### To do
**a)** Summarize the article on New York's proposed conversion therapy ban in two sentences.
**b)** Continue the article on New York's proposed conversion therapy ban for a few more paragraphs, starting after Christopher Doyle's statement.

### Quoted passage
——————

Mathew Shurka, a gay man who spent five of his teenage years in therapy trying to change his sexuality, said Sunday Long Island will be key in determining whether New York State legislation to ban conversion therapy for minors will be successful.

He said the legislation could mean life or death for gay and transgendered children.

"There's a big urgency," Shurka said at a meeting of PFLAG, a support group for friends and family members of gay people, held at the Suffolk Y Jewish Community Center in Commack. "There are children who are committing suicide."

Conversion therapy is based on the premise gay people can become straight or, in some cases, homosexuality doesn't exist.

Those who oppose the New York legislation or restrictions on conversion therapy argue that it's a freedom of speech issue and it would prevent some children and teens from getting help that they want and need.

"Youth that seek therapy for unwanted same-sex attractions or gender identity conflicts believe there are specific causes for their attractions, such as sexual abuse, and this therapy helps them resolve those causes and the desires that are a consequence," Christopher Doyle, a counselor and director of the International Healing Foundation in Maryland, said in a statement.

——————

### Provided records
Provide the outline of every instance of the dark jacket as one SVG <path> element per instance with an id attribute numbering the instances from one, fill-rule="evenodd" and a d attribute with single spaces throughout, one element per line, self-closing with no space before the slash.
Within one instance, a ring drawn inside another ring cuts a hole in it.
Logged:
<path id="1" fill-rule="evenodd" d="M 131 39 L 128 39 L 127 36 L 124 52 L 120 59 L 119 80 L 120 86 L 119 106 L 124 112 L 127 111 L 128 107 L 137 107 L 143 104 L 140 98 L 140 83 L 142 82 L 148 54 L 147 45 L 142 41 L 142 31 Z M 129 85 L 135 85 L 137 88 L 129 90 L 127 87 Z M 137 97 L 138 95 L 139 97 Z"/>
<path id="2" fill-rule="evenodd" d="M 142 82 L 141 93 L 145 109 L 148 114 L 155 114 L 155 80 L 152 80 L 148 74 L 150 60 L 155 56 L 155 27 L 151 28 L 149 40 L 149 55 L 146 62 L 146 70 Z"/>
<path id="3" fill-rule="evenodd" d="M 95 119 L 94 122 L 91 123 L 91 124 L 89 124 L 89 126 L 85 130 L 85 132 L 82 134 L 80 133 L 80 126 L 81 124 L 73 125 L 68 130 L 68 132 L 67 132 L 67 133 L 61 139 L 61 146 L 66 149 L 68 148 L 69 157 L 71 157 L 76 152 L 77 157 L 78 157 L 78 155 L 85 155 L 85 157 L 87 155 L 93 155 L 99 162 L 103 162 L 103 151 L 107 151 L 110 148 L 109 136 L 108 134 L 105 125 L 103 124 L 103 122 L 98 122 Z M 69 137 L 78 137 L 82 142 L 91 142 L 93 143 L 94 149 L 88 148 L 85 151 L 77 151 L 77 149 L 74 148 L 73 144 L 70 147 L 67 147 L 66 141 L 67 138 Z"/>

——————

### Outputs for the tasks
**a)** At a PFLAG meeting in Commack, Mathew Shurka, a gay man who spent five teenage years in therapy trying to change his sexuality, said Long Island will be key to whether New York legislation banning conversion therapy for minors succeeds, and called it a matter of life or death for gay and transgender children. Opponents argue that the ban is a free speech issue and would keep some young people from help they want, and counselor Christopher Doyle said such therapy helps youth resolve what they believe causes their attractions.

**b)**
"Counselors are not converting gay youth -- they're actually affirming their clients' desires to live a heterosexual life," Doyle continued. "These laws would be a grave disservice to young people who wish to access counseling from licensed mental health care providers. No government intervention should seek to hinder this sincere desire for help."

Nathan Schaefer, executive director of the Empire State Pride Agenda, agreed with Shurka, saying, "We need Long Island's support."

Sen. Kenneth LaValle (R-Port Jefferson) and Senate Majority Leader Dean Skelos (R-Rockville Centre) have major influence over whether the legislation makes it out of the Senate Higher Education Committee and onto the state Senate floor for a vote before June 17, Schaefer said.

He noted a similar bill passed the Assembly last year with the support of several moderate Long Island Republicans, and some of those lawmakers have pledged to talk to Senate Republicans in their districts about the proposal.

Neither Skelos nor LaValle could be reached late Sunday for comment.

Shurka, a Great Neck native who lives in Brooklyn, told PFLAG attendees the past week has been "a turning point" as President Barack Obama and U.S. Surgeon General Vivek Murthy vocally opposed the therapy.

Shurka said he considers himself a survivor after going through depression, anxiety and isolation during years of trying to change his sexuality. The process required him to avoid women -- including his own mother -- to avoid picking up effeminate mannerisms. He didn't speak to her for three years, which he described as painful.

Several groups with some 600 people in total are going to lobby lawmakers in Albany on this issue and the legislation April 28.

Shurka said New York is closer to a conversion therapy ban even though similar legislation failed in 2014, because lawmakers may be more willing to support the issue in a non-election year.

The issue also became more visible after the December suicide of a 17-year-old Ohio transgendered girl named Leelah Alcorn. She wrote an online suicide note saying she wanted her death to mean something and for trans people to be accepted. She also discussed Christian therapy she underwent, which told her she was wrong for what she was feeling.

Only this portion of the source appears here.